## SELECTED PASSAGE

The catalogue noted that similarly decorated swords were used as diplomatic gifts including one from King Mongkut to US President Buchanan in 1861. Despite these links to high places, an estimate of £500-700 indicated that the final price – tendered by an internet bidder via thesaleroom.com – was quite a surprise.

Equally impressive, and rather more threatening, was a gold-hilted knife from Coorg (part of modern-day Karnataka in southern India) with a murderous slashing blade 14½in (37cm) long.

The hilt, encased in sheet gold and gold wire was topped by a gold pear-shaped pommel inscribed with name Ling Rajender Wadeer, Raja of Coorg, and dated for 1808-10. The raja was known for his great warmth towards the English and the knife came for sale from a descendant of Sir William McNaughten.

McNaughten was a brilliant linguist and diplomat whose powers finally failed when he was hacked to death in Kabul in 1841. The knife sold at Thomas Del Mar for £9000.

Weapons as works of art

Indian edged weapons with obvious credentials as works of art were to be found in Wiltshire and Yorkshire.

At Woolley & Wallis (25% buyer’s premium) in Salisbury on November 21 the surprise lot was an aesthetically pleasing Indian khanjar with a sinuous 10in double-curved blade and a marine ivory hilt in the form of a horse’s head with gold detailing. This little jewel of a knife soared well beyond estimate to make £22,000.

A rare late 18th century Indian shamshir sold for £14,000 at Tennants’ (20% buyer’s premium) North Yorkshire saleroom on December 12.

The highly decorated sword had a curved Wootz blade, a jade hilt – the pommel carved as a ram’s head with a ruby and gold eye – and a silver cross guard with enamel decoration in an embroidered velvet scabbard.

## BRIEF 1
Transcribe the passage of the auction report on Indian edged weapons from "At Woolley &" through "embroidered velvet scabbard.".
## BRIEF 2
Pick up the auction report on Indian edged weapons after its final sentence and write the next part.

(Region pointing data)
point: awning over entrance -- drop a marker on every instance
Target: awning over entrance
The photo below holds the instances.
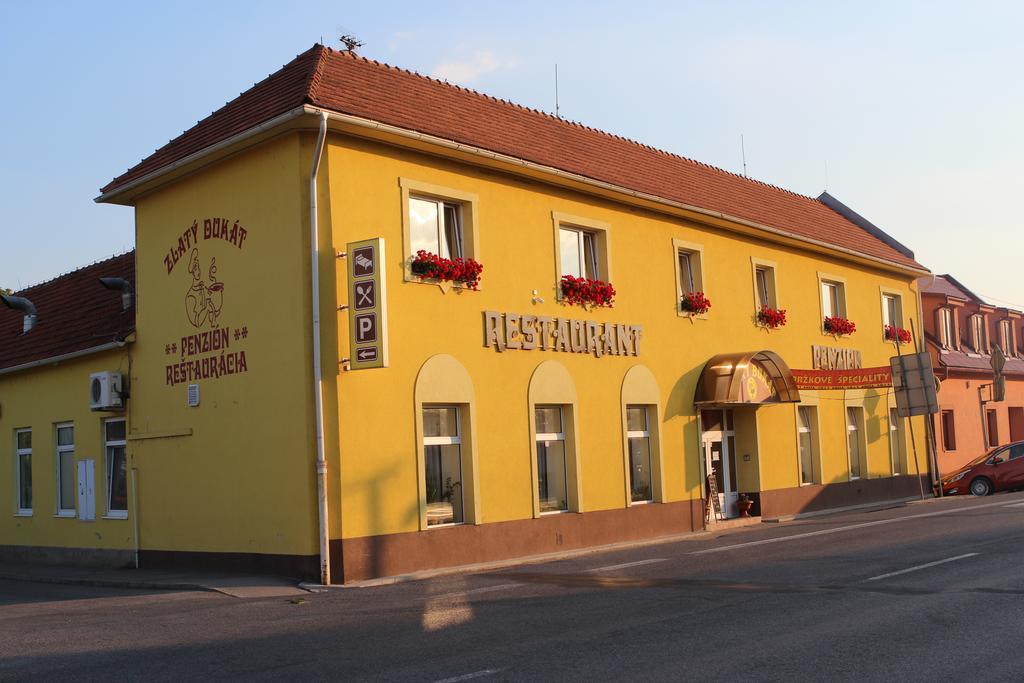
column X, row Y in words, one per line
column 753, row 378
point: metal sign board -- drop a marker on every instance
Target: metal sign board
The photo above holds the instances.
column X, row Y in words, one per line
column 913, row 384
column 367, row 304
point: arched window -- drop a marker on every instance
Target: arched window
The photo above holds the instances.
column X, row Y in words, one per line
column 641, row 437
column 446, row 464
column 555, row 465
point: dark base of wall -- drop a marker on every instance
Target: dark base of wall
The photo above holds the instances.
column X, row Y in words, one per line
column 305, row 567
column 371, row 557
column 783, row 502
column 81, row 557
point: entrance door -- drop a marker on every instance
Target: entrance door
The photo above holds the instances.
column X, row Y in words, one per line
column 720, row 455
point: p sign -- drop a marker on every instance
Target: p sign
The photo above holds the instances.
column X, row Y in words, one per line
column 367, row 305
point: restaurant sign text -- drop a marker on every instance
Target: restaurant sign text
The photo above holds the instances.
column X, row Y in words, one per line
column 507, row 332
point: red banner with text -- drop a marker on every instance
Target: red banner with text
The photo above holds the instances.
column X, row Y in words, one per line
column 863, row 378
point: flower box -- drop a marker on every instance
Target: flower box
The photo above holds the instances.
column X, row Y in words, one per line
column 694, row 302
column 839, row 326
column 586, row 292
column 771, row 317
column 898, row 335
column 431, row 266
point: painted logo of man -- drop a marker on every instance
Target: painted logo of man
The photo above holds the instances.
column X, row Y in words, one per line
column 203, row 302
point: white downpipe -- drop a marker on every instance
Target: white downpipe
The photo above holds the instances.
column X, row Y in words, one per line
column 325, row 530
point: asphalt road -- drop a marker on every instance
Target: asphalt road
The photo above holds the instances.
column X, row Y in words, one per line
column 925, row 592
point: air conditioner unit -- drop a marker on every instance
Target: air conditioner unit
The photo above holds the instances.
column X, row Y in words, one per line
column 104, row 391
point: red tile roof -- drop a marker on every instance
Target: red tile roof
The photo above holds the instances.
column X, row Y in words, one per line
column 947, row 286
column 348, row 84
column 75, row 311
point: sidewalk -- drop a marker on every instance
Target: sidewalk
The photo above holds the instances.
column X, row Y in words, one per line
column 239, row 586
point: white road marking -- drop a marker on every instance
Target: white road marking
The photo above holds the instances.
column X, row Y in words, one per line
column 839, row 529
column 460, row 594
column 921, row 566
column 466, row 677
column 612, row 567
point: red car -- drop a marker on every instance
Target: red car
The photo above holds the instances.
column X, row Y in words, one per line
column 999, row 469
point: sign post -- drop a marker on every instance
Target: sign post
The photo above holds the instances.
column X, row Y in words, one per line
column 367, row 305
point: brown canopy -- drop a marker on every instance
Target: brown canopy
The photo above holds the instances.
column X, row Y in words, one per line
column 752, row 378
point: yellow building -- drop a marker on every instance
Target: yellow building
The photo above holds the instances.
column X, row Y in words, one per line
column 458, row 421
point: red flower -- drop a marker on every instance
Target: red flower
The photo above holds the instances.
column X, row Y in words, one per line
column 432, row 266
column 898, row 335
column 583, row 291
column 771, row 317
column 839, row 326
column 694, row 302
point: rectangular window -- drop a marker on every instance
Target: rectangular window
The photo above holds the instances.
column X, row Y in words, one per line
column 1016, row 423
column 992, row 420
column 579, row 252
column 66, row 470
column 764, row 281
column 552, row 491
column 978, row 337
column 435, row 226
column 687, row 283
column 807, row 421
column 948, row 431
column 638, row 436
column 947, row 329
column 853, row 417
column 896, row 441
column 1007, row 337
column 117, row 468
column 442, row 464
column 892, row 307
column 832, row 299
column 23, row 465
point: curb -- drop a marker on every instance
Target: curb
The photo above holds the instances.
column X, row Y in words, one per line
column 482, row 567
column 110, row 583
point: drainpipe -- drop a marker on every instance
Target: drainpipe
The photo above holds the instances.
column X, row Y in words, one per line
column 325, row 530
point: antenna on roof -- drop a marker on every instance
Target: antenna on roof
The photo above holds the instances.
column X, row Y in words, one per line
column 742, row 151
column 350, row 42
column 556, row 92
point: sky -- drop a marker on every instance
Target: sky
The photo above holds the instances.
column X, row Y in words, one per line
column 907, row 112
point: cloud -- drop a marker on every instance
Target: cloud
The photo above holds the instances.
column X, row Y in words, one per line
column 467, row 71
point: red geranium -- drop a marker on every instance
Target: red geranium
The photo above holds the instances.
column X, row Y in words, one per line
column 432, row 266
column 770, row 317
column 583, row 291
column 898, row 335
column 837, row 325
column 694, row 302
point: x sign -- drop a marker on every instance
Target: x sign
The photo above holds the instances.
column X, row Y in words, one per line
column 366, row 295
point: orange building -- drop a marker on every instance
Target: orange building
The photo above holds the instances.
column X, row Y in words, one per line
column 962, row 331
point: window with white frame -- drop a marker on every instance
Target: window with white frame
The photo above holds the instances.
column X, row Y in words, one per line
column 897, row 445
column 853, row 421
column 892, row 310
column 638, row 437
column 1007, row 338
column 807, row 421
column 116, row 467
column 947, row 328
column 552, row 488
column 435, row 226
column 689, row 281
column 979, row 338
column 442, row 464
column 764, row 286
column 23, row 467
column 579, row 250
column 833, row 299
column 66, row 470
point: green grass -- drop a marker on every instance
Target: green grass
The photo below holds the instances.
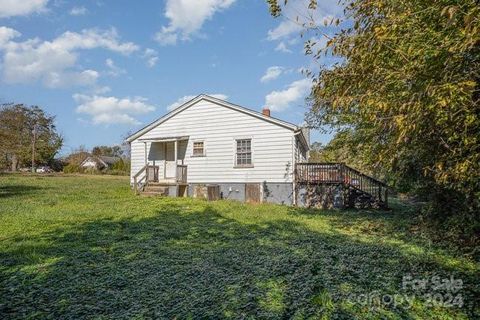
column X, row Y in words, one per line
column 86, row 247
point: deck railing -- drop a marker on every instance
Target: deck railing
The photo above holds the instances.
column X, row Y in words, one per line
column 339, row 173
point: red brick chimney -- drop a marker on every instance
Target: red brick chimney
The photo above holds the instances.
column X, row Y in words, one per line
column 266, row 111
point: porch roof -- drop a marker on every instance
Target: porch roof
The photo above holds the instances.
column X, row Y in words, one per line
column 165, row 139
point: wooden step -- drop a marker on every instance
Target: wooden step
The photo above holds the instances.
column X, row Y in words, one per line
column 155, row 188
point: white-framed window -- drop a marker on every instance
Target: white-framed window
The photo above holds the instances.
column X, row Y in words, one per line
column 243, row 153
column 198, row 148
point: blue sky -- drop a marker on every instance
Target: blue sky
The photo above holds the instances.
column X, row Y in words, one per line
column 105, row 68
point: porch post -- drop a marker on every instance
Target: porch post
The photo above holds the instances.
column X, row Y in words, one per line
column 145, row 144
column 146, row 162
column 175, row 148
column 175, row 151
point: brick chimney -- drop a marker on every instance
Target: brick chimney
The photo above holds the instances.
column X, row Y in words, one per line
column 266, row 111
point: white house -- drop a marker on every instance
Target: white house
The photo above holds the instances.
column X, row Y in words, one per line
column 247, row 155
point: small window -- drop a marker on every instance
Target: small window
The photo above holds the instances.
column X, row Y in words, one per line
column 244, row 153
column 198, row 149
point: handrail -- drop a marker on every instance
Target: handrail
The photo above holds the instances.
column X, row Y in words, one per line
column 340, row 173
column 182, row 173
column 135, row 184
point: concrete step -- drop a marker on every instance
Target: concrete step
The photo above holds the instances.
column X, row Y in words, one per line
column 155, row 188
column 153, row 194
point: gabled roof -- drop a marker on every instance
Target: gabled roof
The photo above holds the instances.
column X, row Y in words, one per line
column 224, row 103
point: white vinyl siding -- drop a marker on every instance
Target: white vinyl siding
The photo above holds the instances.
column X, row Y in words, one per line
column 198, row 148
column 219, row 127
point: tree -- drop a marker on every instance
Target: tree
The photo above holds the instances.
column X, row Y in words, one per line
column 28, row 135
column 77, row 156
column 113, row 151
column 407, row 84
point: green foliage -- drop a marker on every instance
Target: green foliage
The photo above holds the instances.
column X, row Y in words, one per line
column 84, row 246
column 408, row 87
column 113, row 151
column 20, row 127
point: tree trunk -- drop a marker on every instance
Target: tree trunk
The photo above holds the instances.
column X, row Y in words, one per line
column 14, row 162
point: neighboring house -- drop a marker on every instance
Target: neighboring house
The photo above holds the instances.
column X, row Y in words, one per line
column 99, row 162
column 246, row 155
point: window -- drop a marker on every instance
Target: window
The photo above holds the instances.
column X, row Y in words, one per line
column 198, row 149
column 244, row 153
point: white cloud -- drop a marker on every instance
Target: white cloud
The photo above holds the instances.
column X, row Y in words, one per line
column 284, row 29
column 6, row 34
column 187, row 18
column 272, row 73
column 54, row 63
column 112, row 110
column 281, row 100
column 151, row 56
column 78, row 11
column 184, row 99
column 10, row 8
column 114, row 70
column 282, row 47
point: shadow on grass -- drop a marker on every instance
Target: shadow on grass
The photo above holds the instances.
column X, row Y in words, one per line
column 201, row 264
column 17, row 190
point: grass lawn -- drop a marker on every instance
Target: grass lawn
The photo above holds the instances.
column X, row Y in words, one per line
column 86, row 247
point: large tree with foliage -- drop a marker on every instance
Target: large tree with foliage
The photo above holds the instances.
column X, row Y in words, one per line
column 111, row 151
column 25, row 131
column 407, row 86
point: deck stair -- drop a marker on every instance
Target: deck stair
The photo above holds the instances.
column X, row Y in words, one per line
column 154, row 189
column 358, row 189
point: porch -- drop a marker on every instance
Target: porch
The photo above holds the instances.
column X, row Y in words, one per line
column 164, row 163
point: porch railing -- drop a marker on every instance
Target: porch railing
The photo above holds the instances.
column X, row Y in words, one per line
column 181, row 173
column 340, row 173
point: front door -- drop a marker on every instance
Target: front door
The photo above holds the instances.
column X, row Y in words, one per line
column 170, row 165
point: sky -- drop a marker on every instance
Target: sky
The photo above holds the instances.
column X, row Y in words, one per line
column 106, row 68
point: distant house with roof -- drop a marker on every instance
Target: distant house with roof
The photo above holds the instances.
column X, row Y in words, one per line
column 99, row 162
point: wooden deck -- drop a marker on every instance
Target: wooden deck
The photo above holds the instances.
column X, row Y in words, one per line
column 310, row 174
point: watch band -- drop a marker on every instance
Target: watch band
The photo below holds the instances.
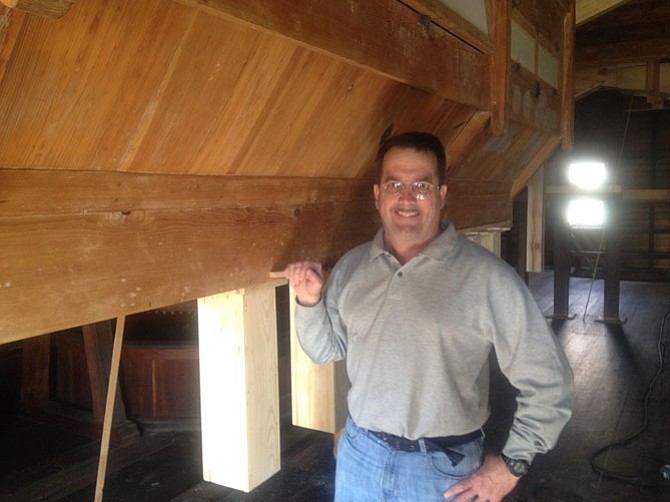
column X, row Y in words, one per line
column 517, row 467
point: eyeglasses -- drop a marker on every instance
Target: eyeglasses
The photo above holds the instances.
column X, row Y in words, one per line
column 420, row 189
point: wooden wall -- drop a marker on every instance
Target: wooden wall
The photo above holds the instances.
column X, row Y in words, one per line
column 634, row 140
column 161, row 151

## WRITTEN ANSWER 1
At Woolley & Wallis (25% buyer’s premium) in Salisbury on November 21 the surprise lot was an aesthetically pleasing Indian khanjar with a sinuous 10in double-curved blade and a marine ivory hilt in the form of a horse’s head with gold detailing. This little jewel of a knife soared well beyond estimate to make £22,000.

A rare late 18th century Indian shamshir sold for £14,000 at Tennants’ (20% buyer’s premium) North Yorkshire saleroom on December 12.

The highly decorated sword had a curved Wootz blade, a jade hilt – the pommel carved as a ram’s head with a ruby and gold eye – and a silver cross guard with enamel decoration in an embroidered velvet scabbard.

## WRITTEN ANSWER 2
The sword was possibly made under the influence of Claude Martin of the Lucknow Arsenal. Frenchman Claude Martin was a major-general in the East India Company, a self-made man who had risen through the ranks to become an integral part of the ruling elite of Lucknow.

It was part of a private collection of arms and militaria which reached a total hammer price of £45,600 for 42 lots including two more shamshirs sold for £4500 each.

Out of the west

Not all exotic blades hail from the East – this sheath knife pictured above is a prime example of the best that the far west of the American continent had to offer in the second half of the 19thcentury.

Made by Michael Price, San Francisco’s pre-eminent cutler of the period, it was part of Heritage’s (25% buyer’s premium) sale in Dallas on December 12 when four competitive bidders pushed it to $36,000 (£28,570).

The 5¾in (14.5cm) blade was plain, but the silver scroll-engraved handle was mounted with scintillating panels of native Californian abalone shell.

The silver sheath was engraved to match the handle and mounted with Price’s trademark spring clip.